Supplied entries:
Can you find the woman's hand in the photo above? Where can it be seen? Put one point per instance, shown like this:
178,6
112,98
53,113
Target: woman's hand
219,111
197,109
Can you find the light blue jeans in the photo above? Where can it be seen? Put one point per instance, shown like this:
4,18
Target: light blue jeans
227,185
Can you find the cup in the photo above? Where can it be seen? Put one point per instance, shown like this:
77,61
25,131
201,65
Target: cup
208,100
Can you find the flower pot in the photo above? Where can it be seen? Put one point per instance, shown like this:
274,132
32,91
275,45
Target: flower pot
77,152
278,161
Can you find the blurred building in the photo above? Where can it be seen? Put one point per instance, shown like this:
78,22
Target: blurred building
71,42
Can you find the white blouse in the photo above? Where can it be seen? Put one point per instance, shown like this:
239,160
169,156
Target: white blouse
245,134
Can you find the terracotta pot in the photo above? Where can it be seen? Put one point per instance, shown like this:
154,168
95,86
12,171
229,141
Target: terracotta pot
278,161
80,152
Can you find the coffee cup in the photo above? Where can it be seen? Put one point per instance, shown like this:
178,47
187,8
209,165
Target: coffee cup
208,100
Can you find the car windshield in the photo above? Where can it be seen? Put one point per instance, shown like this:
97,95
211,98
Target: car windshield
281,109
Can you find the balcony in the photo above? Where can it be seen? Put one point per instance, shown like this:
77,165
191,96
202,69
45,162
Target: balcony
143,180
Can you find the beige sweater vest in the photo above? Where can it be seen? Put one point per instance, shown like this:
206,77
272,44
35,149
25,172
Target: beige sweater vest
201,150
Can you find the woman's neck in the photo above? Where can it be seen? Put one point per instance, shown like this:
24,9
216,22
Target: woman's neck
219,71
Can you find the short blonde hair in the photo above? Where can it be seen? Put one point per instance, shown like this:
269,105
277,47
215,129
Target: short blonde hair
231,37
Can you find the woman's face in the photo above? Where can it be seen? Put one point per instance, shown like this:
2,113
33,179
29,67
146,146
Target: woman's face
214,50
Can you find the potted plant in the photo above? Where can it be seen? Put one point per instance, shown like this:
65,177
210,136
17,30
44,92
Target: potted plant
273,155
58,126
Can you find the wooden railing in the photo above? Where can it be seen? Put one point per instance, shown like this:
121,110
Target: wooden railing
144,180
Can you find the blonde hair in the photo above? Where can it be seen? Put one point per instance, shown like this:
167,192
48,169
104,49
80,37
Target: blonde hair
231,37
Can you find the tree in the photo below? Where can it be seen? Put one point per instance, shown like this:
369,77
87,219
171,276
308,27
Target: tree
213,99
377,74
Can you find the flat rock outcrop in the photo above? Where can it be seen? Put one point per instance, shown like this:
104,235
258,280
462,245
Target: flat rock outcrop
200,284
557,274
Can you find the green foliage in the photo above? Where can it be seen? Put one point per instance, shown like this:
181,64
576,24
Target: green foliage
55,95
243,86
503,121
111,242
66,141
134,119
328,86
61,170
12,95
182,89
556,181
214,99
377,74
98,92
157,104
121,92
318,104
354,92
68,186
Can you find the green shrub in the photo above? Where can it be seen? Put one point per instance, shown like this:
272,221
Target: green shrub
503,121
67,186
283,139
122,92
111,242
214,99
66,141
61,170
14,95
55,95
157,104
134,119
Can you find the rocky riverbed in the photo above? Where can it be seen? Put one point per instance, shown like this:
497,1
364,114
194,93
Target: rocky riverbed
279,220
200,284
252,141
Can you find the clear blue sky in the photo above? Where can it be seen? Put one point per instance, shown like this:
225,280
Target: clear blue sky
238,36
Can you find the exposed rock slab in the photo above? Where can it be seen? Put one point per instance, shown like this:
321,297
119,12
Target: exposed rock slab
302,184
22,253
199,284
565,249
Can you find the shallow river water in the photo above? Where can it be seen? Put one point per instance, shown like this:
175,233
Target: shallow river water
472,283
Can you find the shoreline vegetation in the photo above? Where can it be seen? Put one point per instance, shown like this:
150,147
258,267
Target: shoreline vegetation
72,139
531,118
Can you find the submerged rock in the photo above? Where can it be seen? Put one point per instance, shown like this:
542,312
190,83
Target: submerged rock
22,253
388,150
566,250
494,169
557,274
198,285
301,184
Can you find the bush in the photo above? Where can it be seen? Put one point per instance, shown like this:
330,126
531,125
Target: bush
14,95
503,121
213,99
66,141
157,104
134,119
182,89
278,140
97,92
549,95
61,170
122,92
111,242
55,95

Task prompt: Emit the records above again, exactly, with no line skipped.

Answer to the task:
Can you find the woman's hand in the photo above? Where can it be seen? Put one point per instance, shown like this:
178,6
112,98
53,113
Target: woman's hand
219,111
197,109
Can you find the light blue jeans in the photo above? Where can it be seen? Put one point per instance, shown like this:
4,18
Target: light blue jeans
227,185
Can you find the cup in the photo above? Where can it be seen? Put one point per instance, shown like this:
77,61
25,131
201,65
Target: cup
208,100
Can you find the flower pot in the photo above? Where can it be seen? Put one point per instance, shown like this:
274,132
32,91
275,45
Target: flower pot
77,152
278,161
Can you find the blurred building in the photo above? Where can it be seen? Put one point per instance, shown like this:
78,22
Target: blurred building
71,42
Can you find the white blouse in the photo above? Where can it be seen? Put one point per instance, shown like this:
239,160
169,156
Target: white blouse
245,134
Can you find the terracotta pot in the photo above? Where can it be seen? Put one point per instance, shown like this:
154,168
95,86
12,171
229,141
Target: terracotta pot
278,161
80,152
Can you find the coffee cup in the photo above? Where can it be seen? Put one point per instance, shown like this:
178,47
187,8
209,165
Target: coffee cup
208,100
Can you find the car windshield in the photo above? Where can it be seen? Put one point per instance, shown like this:
97,95
211,98
Target: car windshield
281,109
Can you find the balcony in the photo above? Where can it be seen? Put one point per instance, shown like this:
77,165
191,96
202,69
45,162
Target: balcony
143,180
Can you find the beige sweater vest in the photo above? Where can it be seen? Put one point per instance, shown like this:
206,77
272,44
35,149
25,172
Target: beige sweater vest
201,150
Can you find the woman's neck in the photo above? Where can it be seen? Put one point per instance, shown like this:
24,9
216,22
Target: woman's neck
219,71
Can you find the short blonde hair in the photo above? Where can it be seen? Put one point per instance, shown like this:
269,105
277,47
215,129
Target: short blonde hair
231,37
Can you find the woman's face in the photo above? Where can it be seen? Put one point per instance, shown like this:
2,113
33,179
29,67
146,146
Target: woman's face
214,50
Can you find the potted plant in the photo above? Where can it be seen? Put one point per instance, shown like this:
65,177
210,136
17,30
44,92
Target: potted plant
273,155
58,126
Can you find the wooden railing in the photo above? Where can it be seen? Put one point per instance, shown like this:
121,110
Target: wooden railing
144,180
Can you find the blonde hair in the photo above? Where can it be seen? Put one point per instance, shown like this:
167,192
48,169
104,49
80,37
Target: blonde hair
231,37
Can you find the tree in the photo below? Where can it be seen? Put one point per instance, shown like this:
369,77
87,219
171,276
308,27
Target: tree
213,99
377,74
Can you find the flat rock outcrop in the photo above? Where can it be seen? Put one point per instance, shown like this:
104,235
258,280
462,245
Target: flat rock outcrop
200,284
557,274
Can you find the green foliage in the photo above? Where can it be seen? Put one point per instance, shown like this:
181,64
576,24
Target: green foliage
55,95
243,86
503,121
111,242
66,141
134,119
328,86
61,170
12,95
182,89
556,181
214,99
377,74
98,92
157,104
121,92
318,104
354,92
68,186
Can you find the green shrub in the photo above? Where can it be seen? Put one point per instance, shown like this:
272,221
Target: green shrub
503,121
67,186
283,139
122,92
111,242
214,99
66,141
61,170
14,95
55,95
157,104
134,119
Can you find the rocky riverbed in the photo above? Where can it be seen? Put one point per instance, shown like this:
497,1
364,114
194,93
Target: rocky riverbed
279,220
200,284
252,141
Can you find the clear blue sky in the photo above? Where can it be seen? Put one point per instance, shown like this:
225,280
Target: clear blue sky
238,36
Can you find the exposed rock slab in the photo above? Where can it be seen? Put one point per instance, shown like this:
321,297
119,12
Target: exposed rock slab
302,184
22,253
199,284
565,249
Can you find the shallow river water in the photo above? Where can it be seen? Put one point per instance, shown like this:
175,233
Target: shallow river water
472,283
Can you find the shoreline vegetation in the photo above? Where can it be seen? Put one point per instance, shown like this:
150,147
258,267
Target: shoreline vegetation
72,139
531,118
Can you find the submerged rock in the photo above? Where can it be seen? Put one point per instance, shown like this:
542,312
190,83
Target: submerged rock
22,253
388,150
566,250
494,169
557,274
198,285
301,184
Can you find the bush in the photo above? Where can it be seen? Put one point per instance, shown like this:
330,126
531,125
Target: bush
14,95
503,121
213,99
66,141
157,104
134,119
182,89
278,140
97,92
549,95
61,170
122,92
111,242
55,95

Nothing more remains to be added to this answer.